→ Document text:
-- Opening Marker --

God’s Word for You
Proverbs 31:1-3 His mother taught him
by Pastor Timothy Smith on Thursday, November 7, 2019
Since I have completed most of Proverbs 31, we may as well take in the opening verses of the chapter here.
1 The sayings of Lemuel, a king.
An oracle that his mother taught him:
Lemuel is not a name that we see anywhere else in the Bible. It has similar word-elements as the names of Hammuel (1 Chronicles 4:26), Jimuel (Genesis 46:10), Nemuel (Numbers 26:9), Kemuel (Genesis 22:21) and of course Samuel. Most commentators ascribe this last chapter to Solomon, and we can take Lemuel in any of these ways:
1, Vowed / devoted to God (by his mother).
2, A childhood name for Solomon, still used by his mother.
3, A diminutive using elements of Samuel’s name, since Samuel was devoted to God’s service by his mother (as was Solomon?).
I have wondered whether it might even be a nonsense word, if (for example) Solomon had trouble as a child saying his own name, which is a fairly common phenomenon. Many word elements in this chapter are Aramaisms, that is to say, they come from Hebrew’s sister-language, Aramaic (for example, bar “son” in verse 2, malachin “kings” in verse 3). Finding Aramaic in a Hebrew-speaking home is a little like finding German or Norwegian phrases in an English-speaking home today. Perhaps Solomon’s mother Bathsheba had a little bit of “the old country” that never quite disappeared from her speech, and Solomon picked up on this. Finally, it makes sense to take Solomon as the author of this last chapter, since there is advice for a king in what might be a flawed chiastic pattern (ABC BCA):
A, Don’t spend your energy on the wrong women (Proverbs 31:1-3)
B, Don’t misuse alcohol (Proverbs 31:4)
C, Don’t pervert the rights of your people (Proverbs 31:5)
B, Let your hard-working people relax with alcohol (Proverbs 31:6-7)
C, Speak up for the rights of your people (Proverbs 31:8-9)
A, Seek out a heroic wife (Proverbs 31:10-31)
2 What, my son? What, son of my womb?
What are you doing, son of my vows?
3 Do not spend your strength on women,
your power on those who destroy kings.
Verse 2 is really three questions, all with an unexplained “What?” I have supplied “What (are you doing)?” but some have suggested the equally appropriate “What (shall I say to you)?”
Proverbs began with 9 chapters about finding the right kind of wisdom, often using a wayward woman as an example of poor judgment, the wrong kind of wisdom, and evidence of flawed faith or a lack of faith. Now Bathsheba turns her son’s attention toward an actual wife: Don’t go chasing after the wrong sort of girl. Some women want power for themselves and for their own purposes that might bring down a kingdom or a dynasty. Such was the warped abuse of power in Jezebel, Queen of Samaria (1 Kings 16:31—2 Kings 9:37).
Any Christian man has an obligation to find a good, God-fearing wife (Ephesians 5:23-33). If he is a leader in any way, including a pastor or a teacher, his wife can mean the difference between a long and successful ministry and a short one that may end in shame and regret (1 Timothy 3:2; Titus 1:6). With a king, this obligation should have been felt even more keenly. Solomon chose poorly in his wives, using marriage as a political tool rather than as a blessing for faith and family.

-- Closing Marker --

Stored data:

-- Opening Marker --

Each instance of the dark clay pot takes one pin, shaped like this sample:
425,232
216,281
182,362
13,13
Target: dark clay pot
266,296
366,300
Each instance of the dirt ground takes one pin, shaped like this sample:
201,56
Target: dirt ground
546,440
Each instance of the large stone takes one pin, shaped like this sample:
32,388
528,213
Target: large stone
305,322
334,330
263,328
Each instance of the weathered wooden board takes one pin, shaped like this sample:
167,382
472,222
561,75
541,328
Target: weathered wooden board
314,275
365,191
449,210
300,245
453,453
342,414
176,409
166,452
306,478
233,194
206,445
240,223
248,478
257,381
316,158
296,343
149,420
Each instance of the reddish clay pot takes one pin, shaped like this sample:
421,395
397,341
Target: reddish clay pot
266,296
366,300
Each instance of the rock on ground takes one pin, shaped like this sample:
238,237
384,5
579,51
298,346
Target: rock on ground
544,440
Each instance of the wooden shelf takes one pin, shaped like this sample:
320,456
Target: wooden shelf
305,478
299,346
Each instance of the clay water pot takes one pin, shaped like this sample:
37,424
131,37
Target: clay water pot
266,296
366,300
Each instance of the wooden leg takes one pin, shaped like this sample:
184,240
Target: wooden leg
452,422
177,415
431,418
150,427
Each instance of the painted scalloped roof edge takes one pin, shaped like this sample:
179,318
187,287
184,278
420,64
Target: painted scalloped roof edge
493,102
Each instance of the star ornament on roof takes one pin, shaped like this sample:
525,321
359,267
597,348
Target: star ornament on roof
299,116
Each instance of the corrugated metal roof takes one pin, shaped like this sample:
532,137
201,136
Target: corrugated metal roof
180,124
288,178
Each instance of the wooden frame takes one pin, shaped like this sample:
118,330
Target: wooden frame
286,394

-- Closing Marker --

→ Task objective: Transcribe the devotional on Proverbs 31:1-3 from "C, Don’t pervert" up to and including "people (Proverbs 31:8-9)". These records were taken from a separate source.

→ Expected output:
C, Don’t pervert the rights of your people (Proverbs 31:5)
B, Let your hard-working people relax with alcohol (Proverbs 31:6-7)
C, Speak up for the rights of your people (Proverbs 31:8-9)